# Exercise brief
From the entries below, pull out every line that contains the string "shirt", matching case exactly.

# Entries drawn from a collection
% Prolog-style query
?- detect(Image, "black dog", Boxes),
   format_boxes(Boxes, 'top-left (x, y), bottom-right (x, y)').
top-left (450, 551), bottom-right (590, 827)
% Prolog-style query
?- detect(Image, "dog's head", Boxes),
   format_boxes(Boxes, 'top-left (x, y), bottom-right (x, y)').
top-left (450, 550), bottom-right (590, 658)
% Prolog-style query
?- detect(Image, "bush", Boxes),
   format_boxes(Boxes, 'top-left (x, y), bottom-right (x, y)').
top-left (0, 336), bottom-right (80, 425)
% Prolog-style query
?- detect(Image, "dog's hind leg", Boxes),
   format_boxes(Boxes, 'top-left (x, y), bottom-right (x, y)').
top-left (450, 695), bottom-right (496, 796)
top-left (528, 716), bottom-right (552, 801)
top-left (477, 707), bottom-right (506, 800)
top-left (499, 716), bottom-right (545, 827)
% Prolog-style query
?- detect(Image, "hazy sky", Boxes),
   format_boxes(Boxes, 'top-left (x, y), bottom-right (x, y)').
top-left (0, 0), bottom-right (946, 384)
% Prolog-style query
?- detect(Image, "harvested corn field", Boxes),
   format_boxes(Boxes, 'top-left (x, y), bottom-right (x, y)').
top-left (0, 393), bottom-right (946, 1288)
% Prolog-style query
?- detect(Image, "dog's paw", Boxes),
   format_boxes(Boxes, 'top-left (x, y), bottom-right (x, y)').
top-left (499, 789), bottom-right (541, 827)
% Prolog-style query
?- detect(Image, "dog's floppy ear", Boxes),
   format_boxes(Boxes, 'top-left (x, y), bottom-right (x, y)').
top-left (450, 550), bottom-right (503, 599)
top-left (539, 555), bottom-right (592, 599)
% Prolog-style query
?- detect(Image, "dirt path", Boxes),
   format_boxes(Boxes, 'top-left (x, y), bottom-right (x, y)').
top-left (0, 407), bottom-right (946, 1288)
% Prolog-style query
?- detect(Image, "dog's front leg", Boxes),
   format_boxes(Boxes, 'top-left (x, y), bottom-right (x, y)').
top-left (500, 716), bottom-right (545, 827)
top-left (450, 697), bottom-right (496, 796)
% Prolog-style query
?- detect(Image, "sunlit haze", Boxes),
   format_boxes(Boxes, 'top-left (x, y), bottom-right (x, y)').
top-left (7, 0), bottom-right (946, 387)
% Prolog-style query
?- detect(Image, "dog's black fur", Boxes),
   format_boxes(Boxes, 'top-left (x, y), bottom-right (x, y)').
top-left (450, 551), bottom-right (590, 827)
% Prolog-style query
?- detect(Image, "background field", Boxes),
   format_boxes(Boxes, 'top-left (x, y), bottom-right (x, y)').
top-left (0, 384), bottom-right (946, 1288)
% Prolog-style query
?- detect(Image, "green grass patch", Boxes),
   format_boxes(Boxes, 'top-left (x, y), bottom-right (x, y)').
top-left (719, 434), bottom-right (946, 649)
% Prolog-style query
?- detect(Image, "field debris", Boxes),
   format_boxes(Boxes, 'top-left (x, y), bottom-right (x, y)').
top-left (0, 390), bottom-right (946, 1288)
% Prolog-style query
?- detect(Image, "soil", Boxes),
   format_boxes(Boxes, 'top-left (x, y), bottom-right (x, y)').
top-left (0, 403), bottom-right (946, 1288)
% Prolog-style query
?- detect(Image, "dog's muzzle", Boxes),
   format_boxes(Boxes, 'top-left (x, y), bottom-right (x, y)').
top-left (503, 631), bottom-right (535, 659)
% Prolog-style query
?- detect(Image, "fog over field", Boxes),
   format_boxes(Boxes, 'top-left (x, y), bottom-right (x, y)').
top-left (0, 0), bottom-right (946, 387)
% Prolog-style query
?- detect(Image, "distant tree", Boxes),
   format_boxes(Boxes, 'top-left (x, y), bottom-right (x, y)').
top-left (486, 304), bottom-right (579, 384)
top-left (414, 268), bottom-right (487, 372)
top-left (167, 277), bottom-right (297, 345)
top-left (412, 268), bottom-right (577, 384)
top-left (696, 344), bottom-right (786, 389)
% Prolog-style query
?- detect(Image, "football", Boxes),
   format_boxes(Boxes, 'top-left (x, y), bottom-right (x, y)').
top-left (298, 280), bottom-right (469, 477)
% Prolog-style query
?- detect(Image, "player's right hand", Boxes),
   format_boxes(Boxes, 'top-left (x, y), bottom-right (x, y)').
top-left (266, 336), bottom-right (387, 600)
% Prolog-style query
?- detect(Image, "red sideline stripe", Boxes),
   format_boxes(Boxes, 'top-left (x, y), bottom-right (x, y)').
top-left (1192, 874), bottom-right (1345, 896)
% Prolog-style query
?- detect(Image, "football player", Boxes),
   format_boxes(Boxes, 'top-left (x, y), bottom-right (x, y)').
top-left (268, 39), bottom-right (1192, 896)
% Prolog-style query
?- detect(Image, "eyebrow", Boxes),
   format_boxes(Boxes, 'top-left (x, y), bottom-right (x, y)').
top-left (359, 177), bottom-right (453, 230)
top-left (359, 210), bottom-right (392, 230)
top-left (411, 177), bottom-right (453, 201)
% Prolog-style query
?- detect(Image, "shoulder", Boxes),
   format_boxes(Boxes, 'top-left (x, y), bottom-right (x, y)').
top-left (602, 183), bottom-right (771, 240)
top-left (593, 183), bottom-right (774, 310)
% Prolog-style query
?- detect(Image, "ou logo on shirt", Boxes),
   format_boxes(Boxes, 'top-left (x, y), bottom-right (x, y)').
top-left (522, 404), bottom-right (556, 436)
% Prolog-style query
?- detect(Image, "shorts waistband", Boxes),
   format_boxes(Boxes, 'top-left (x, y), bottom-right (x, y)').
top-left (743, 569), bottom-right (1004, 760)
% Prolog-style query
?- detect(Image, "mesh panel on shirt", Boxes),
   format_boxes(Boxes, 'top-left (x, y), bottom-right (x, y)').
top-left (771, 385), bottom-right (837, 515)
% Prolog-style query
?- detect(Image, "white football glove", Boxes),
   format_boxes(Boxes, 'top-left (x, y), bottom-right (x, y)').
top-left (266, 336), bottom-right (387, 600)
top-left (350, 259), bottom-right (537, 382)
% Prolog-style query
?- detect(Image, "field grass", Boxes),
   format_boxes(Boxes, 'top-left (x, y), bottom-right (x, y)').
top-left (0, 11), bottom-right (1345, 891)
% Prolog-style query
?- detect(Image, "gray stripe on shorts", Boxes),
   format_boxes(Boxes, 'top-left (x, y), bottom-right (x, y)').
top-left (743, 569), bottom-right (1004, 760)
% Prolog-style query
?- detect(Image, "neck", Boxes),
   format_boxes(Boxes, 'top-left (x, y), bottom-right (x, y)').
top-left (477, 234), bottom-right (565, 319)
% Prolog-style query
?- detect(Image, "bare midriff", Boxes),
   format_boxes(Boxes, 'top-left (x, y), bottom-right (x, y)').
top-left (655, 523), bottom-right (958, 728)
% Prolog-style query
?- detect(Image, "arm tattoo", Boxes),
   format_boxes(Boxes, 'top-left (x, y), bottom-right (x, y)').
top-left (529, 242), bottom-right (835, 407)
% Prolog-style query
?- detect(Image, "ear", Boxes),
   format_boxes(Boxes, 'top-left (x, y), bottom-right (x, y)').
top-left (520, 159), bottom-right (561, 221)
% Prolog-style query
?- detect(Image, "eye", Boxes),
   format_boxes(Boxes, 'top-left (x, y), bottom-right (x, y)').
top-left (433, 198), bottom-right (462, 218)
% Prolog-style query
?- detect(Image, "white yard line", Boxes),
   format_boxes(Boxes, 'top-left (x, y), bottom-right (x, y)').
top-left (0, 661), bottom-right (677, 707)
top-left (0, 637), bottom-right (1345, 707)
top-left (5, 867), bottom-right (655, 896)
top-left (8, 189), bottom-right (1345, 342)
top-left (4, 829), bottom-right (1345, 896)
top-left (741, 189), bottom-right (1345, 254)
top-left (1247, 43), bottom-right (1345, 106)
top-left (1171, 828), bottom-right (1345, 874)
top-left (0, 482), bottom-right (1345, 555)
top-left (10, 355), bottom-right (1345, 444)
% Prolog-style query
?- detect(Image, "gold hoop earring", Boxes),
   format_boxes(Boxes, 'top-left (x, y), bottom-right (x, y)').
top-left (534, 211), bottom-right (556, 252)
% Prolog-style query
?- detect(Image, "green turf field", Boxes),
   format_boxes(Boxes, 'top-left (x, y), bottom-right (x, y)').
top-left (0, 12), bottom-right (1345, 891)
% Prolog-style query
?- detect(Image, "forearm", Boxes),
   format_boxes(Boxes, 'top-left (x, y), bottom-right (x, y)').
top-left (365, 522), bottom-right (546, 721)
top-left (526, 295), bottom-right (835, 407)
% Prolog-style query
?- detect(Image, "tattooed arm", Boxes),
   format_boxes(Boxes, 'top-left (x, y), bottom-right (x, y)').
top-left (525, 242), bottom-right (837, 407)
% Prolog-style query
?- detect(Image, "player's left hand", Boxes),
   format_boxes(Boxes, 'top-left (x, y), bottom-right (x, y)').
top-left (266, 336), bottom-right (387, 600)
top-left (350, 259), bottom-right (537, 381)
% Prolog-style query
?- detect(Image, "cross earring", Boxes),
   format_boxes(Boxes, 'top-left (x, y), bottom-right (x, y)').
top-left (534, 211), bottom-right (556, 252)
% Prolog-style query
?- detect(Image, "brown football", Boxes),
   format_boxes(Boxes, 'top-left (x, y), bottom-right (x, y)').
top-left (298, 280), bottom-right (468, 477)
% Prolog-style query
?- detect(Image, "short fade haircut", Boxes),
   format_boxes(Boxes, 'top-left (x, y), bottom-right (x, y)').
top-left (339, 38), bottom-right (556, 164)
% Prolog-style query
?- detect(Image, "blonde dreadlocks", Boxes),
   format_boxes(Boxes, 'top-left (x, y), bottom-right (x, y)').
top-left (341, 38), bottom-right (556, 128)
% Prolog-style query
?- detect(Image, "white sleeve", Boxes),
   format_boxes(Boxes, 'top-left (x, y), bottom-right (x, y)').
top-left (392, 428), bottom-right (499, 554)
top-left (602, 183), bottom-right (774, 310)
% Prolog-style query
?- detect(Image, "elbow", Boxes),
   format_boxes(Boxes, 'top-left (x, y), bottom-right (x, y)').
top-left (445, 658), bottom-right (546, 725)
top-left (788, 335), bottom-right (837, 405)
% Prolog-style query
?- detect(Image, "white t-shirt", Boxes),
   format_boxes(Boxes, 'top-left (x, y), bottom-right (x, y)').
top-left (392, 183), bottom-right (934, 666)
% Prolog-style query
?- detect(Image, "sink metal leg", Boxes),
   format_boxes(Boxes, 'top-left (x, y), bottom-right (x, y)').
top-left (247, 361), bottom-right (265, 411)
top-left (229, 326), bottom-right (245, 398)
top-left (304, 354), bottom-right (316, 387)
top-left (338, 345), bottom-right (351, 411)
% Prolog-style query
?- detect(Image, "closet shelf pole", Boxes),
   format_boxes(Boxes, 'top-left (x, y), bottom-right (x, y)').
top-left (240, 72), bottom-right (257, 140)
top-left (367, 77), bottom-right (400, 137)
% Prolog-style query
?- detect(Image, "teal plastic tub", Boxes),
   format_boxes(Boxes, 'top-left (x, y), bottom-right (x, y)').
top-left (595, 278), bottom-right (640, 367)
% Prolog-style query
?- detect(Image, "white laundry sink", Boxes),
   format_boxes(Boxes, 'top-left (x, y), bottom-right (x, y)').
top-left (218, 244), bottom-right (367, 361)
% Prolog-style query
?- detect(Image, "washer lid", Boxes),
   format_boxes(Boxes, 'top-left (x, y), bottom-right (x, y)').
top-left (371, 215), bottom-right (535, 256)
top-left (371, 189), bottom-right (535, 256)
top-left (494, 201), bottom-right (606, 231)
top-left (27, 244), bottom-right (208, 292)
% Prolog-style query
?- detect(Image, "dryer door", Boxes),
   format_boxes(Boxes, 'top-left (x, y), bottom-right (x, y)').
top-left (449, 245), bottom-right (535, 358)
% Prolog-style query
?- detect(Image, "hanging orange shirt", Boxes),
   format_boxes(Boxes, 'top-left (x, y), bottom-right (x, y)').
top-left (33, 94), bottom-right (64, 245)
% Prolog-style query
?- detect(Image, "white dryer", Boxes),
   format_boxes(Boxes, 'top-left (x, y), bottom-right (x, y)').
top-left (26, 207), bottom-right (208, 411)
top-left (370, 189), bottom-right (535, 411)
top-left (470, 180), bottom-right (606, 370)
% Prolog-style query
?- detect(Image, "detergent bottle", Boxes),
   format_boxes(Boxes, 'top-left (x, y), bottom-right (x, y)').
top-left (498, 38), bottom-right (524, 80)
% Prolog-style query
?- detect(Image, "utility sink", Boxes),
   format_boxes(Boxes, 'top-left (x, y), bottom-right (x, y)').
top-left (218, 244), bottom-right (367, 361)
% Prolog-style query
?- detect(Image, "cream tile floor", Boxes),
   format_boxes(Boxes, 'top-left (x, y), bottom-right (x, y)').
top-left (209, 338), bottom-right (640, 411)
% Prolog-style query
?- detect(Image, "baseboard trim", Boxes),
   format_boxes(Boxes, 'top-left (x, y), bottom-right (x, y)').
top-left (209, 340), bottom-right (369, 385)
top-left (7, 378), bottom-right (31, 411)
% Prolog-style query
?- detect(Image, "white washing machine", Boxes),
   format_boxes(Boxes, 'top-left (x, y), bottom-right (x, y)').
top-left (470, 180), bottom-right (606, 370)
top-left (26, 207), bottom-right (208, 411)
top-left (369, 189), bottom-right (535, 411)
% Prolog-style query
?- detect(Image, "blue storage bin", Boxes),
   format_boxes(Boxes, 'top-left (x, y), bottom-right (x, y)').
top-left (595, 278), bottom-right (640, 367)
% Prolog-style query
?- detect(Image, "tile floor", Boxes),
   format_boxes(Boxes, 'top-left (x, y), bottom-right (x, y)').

# Complete answer
?- detect(Image, "ou logo on shirt", Boxes),
?- detect(Image, "mesh panel on shirt", Boxes),
?- detect(Image, "white t-shirt", Boxes),
?- detect(Image, "hanging orange shirt", Boxes),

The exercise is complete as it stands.